Deskripsi Tugas: Menurut berita tentang ASEAN DEFA, berapa nilai ekonomi digital Asia Tenggara dalam gross merchandise value (GMV) pada tahun 2024 berdasarkan laporan e-Conomy SEA 2024?

Teks yang Diberikan:
KABARBURSA.COM - Menteri Koordinator Bidang Perekonomian, Airlangga Hartarto, menegaskan bahwa ASEAN Digital Economy Framework Agreement (DEFA) menjadi instrumen penting bagi ASEAN untuk membangun pasar digital yang lebih terintegrasi, inovatif, dan inklusif.
“Angka-angka ini menyoroti peluang dan keragaman pertumbuhan di seluruh Asia Tenggara. Dan di sinilah ASEAN DEFA menjadi krusial. ASEAN DEFA mewakili komitmen kita untuk mewujudkan ekonomi digital hingga USD2 triliun pada tahun 2030, yang mendorong inovasi, inklusivitas, dan ketahanan,” ujar Airlangga dalam keterangan tertulis, Rabu, 7 Oktober 2025.
Pertumbuhan ekonomi digital di Asia Tenggara memang menunjukkan tren yang signifikan. Berdasarkan laporan e-Conomy SEA 2024 yang disusun oleh Temasek, Bain & Company, dan Google, nilai ekonomi digital kawasan ini mencapai USD263 miliar dalam gross merchandise value (GMV) pada tahun 2024, dengan pendapatan sekitar USD89 miliar.

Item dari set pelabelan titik
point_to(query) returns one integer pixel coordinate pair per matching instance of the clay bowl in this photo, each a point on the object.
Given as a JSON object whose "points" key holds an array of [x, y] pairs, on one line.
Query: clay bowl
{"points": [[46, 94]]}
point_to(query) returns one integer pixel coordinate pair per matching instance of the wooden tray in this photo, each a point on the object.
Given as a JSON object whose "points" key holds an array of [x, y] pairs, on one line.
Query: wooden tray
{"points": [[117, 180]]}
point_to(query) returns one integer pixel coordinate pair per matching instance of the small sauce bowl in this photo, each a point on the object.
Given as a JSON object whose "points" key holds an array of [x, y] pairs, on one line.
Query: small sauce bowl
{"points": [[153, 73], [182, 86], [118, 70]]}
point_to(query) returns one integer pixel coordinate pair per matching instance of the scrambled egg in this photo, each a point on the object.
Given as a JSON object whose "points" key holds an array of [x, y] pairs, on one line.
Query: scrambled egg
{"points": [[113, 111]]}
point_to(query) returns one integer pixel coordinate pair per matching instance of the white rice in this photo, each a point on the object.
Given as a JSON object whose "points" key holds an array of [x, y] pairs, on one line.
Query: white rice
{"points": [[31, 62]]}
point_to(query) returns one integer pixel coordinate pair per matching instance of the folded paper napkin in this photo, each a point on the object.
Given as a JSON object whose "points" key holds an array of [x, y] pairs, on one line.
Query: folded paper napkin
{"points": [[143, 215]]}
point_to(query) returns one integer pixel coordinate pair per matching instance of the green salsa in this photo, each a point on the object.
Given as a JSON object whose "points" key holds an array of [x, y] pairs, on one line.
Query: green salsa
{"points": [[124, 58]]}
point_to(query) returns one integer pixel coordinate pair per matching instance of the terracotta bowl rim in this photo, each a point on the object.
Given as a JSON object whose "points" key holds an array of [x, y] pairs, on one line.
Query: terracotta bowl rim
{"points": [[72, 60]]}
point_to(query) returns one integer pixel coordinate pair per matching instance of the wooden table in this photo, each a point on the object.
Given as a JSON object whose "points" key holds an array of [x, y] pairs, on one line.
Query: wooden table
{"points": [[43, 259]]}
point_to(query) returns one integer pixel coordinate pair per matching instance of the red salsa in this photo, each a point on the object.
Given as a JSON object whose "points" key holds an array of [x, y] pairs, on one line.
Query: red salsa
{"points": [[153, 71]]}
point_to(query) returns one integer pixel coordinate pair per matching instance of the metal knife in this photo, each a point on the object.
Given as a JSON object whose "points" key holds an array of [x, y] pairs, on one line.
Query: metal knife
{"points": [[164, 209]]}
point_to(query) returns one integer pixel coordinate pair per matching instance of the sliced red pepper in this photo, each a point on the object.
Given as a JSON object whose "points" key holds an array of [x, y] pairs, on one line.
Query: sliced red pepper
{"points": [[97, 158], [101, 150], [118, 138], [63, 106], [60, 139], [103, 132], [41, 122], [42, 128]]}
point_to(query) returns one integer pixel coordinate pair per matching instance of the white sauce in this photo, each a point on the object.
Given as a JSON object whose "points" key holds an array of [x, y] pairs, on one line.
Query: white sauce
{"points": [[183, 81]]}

Hasil Tugas: USD263 miliar.